- What the exercise asks
Locate every line in the entries below that contains the word "green", and copy each of those lines in full.

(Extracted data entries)
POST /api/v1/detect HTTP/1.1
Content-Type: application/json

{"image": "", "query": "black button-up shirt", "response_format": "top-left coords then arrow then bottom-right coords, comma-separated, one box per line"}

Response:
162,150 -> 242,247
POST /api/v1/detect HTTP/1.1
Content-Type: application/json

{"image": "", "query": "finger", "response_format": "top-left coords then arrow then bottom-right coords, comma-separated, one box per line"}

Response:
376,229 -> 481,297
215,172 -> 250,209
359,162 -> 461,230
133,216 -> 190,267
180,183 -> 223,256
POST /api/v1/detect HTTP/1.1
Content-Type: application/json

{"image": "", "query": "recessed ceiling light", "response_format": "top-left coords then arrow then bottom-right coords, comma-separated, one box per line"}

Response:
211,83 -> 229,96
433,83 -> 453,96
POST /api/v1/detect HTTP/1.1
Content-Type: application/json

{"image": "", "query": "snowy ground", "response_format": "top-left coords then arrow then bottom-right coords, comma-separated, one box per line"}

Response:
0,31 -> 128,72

--

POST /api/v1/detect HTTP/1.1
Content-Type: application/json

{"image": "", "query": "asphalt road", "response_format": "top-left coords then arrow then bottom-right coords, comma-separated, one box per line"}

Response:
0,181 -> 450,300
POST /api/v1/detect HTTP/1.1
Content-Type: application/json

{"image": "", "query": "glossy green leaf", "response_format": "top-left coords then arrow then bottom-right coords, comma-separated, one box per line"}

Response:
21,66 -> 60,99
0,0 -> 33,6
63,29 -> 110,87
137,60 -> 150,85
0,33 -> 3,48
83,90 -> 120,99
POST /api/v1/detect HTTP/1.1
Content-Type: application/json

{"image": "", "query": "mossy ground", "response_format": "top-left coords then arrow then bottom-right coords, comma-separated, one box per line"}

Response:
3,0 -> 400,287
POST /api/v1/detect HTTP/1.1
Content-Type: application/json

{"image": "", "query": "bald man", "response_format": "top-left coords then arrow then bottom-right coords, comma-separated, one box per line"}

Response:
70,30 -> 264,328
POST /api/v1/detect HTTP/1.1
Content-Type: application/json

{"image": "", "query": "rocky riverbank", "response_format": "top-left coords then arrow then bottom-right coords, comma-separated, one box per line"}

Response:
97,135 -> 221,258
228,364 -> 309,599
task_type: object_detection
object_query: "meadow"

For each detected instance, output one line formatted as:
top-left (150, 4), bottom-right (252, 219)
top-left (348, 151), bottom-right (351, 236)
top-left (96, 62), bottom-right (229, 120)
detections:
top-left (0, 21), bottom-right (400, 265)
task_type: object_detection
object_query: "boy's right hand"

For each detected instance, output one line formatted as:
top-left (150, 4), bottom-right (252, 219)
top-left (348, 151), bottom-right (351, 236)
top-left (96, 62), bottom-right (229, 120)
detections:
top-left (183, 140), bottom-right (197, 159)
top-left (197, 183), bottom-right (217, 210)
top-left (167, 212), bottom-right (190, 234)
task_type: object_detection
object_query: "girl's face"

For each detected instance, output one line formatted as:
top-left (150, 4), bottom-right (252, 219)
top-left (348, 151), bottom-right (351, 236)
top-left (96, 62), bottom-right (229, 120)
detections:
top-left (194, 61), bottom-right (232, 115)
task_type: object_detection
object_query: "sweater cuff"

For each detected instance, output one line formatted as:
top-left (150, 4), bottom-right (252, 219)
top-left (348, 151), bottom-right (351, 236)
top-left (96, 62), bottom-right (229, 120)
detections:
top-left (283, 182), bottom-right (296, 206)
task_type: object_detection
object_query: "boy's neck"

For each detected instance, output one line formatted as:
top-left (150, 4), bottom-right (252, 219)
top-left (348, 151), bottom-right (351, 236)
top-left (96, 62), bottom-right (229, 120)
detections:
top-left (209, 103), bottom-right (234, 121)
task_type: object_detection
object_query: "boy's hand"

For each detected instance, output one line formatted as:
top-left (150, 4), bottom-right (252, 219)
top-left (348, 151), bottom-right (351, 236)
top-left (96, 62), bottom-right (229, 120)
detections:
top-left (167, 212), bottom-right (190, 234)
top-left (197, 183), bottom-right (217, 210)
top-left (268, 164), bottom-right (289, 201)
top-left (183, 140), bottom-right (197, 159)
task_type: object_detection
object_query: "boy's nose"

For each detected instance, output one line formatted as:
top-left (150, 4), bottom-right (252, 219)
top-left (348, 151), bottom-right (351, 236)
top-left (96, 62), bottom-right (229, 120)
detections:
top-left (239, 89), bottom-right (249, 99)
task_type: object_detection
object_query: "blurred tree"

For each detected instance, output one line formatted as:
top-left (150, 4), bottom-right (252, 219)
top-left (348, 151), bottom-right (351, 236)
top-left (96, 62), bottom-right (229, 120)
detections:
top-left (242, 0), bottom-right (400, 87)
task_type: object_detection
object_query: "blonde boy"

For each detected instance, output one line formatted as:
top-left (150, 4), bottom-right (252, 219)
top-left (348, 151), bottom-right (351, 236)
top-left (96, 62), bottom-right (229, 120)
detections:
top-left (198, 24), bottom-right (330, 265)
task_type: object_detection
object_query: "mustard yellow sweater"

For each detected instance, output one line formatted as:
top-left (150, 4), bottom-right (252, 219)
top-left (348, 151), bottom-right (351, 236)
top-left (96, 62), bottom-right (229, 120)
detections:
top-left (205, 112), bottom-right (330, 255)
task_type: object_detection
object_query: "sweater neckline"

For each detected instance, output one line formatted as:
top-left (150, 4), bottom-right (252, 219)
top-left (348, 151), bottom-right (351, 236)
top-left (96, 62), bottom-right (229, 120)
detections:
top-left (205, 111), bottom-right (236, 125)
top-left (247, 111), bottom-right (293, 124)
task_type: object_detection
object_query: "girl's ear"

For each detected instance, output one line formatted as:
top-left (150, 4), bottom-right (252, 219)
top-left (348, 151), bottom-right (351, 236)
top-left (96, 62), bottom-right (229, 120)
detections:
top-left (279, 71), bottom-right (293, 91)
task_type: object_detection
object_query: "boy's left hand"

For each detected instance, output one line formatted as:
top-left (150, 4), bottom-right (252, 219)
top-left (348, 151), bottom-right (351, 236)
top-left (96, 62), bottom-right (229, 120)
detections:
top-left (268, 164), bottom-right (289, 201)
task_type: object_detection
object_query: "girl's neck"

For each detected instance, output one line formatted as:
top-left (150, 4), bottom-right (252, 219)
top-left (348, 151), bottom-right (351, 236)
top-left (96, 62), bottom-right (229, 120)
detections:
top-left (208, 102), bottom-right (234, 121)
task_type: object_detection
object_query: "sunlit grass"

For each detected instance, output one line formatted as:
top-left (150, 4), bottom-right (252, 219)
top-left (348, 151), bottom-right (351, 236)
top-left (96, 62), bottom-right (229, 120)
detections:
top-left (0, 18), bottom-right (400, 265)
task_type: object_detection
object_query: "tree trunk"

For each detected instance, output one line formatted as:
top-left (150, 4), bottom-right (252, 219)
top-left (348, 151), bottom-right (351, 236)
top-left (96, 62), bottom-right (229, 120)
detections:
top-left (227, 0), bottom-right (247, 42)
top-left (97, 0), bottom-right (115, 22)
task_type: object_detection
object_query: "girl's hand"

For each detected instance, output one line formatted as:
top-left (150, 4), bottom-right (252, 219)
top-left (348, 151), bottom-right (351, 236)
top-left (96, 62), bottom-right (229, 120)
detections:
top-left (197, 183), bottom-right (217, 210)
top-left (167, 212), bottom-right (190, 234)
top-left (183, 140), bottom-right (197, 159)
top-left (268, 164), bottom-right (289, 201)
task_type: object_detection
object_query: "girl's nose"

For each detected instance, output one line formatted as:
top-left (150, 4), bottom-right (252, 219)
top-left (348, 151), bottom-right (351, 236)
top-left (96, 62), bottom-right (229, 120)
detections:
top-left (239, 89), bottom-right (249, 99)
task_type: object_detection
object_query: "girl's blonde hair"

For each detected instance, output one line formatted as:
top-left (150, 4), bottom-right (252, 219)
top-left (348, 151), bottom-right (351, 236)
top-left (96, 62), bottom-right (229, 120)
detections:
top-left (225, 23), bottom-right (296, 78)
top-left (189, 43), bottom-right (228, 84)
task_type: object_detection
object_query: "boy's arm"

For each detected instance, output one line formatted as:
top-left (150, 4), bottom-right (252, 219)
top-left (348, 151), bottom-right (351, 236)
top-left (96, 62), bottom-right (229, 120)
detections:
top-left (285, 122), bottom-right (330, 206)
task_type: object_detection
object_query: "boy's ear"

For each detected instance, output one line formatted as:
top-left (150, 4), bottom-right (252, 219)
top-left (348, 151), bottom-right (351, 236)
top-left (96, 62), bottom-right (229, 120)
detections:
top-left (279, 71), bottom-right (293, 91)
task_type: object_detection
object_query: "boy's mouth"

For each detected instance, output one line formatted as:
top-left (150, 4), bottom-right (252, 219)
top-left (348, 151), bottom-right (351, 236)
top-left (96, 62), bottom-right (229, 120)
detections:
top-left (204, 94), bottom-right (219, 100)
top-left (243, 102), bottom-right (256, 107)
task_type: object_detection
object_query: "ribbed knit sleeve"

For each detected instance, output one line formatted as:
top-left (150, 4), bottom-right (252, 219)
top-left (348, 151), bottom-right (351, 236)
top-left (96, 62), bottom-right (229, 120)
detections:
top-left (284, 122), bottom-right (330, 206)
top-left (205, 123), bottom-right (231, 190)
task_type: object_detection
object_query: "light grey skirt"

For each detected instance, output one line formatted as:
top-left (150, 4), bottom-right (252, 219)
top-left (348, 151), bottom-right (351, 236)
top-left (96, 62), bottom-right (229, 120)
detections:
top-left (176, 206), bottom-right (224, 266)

==

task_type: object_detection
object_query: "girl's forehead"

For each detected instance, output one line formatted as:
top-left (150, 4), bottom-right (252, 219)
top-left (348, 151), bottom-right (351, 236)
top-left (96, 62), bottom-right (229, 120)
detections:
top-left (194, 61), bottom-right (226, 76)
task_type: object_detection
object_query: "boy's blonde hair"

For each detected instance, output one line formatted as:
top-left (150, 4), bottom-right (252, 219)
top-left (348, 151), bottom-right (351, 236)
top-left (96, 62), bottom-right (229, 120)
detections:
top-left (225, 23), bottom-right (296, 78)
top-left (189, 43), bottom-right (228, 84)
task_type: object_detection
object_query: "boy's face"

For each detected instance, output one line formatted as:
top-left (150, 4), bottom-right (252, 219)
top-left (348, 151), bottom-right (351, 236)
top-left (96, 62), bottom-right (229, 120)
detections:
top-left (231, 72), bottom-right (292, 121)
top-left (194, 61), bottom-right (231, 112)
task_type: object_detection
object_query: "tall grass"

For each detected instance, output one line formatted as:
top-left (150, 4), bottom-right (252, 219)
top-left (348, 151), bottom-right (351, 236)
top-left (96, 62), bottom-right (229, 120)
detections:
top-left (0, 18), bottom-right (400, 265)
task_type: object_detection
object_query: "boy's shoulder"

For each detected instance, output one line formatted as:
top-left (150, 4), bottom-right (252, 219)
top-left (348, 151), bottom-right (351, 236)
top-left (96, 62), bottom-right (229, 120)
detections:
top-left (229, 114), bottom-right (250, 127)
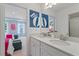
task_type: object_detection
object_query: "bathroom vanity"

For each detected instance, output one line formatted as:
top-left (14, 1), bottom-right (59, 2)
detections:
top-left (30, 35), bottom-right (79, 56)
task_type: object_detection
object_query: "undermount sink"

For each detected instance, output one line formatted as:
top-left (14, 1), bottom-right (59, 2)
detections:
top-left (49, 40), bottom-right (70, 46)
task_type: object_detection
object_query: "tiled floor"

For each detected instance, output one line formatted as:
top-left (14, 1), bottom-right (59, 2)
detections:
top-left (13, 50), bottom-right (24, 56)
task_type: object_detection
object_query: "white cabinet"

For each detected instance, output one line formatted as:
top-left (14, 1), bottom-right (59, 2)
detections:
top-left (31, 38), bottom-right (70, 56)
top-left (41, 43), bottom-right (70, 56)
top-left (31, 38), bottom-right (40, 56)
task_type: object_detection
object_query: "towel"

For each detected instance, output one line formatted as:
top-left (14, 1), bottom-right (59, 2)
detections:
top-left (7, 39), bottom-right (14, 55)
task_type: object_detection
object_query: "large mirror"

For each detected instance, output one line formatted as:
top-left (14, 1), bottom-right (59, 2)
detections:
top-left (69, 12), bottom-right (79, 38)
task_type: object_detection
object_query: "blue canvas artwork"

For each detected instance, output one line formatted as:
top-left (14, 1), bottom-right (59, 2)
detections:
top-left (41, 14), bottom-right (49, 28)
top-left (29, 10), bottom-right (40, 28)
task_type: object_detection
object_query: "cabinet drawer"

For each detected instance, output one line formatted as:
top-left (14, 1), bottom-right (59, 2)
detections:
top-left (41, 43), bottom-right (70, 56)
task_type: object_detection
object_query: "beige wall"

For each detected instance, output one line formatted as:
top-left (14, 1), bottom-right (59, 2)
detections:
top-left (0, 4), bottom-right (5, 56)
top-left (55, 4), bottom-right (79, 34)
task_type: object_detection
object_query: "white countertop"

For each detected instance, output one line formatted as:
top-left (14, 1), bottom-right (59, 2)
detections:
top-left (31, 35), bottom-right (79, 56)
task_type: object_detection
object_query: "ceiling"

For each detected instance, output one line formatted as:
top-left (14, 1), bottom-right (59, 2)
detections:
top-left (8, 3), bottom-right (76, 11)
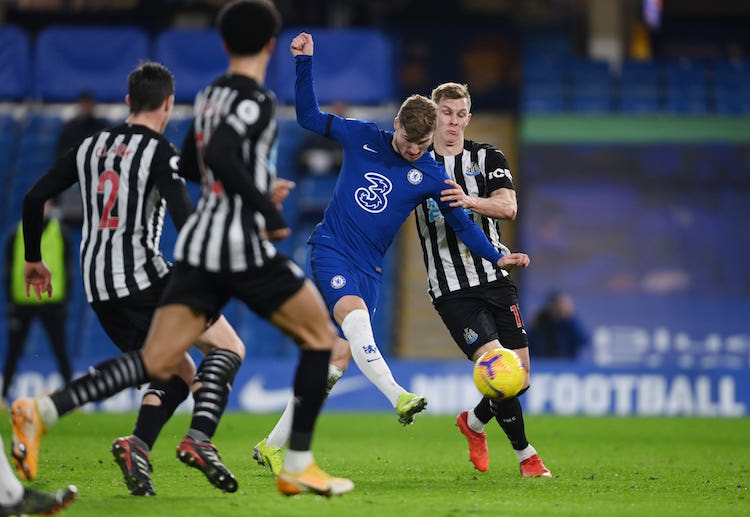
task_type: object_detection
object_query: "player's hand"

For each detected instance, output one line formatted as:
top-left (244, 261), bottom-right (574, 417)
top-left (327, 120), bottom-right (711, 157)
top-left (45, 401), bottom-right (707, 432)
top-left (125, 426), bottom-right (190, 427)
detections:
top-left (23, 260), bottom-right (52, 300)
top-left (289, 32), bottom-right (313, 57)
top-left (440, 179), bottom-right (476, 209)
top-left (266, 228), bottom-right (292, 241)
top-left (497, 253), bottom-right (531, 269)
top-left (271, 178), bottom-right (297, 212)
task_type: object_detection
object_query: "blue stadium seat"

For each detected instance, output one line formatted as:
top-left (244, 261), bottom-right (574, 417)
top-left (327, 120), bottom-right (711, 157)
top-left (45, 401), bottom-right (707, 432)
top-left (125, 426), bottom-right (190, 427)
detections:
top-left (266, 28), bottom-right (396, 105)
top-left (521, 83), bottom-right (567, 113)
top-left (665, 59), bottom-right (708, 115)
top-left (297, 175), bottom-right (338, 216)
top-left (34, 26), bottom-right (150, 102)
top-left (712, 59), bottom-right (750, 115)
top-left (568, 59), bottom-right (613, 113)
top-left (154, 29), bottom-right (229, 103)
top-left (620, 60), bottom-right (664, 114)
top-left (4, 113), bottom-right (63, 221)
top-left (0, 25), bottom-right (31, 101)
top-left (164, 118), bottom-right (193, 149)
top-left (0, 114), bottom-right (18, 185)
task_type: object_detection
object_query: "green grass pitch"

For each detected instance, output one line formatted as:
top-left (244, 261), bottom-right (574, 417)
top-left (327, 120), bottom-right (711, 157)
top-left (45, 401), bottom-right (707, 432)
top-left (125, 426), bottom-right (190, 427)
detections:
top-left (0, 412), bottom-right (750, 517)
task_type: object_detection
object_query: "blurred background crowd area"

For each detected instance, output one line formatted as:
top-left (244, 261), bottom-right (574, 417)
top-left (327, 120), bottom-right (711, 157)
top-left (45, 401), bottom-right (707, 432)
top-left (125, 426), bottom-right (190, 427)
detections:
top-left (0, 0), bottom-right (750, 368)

- Written solution
{"image": "", "query": "glossy green leaf", "response_format": "top-left coords then arrow then bottom-right coords, comma-separated, one box per line"}
object_query: "green grass pitch"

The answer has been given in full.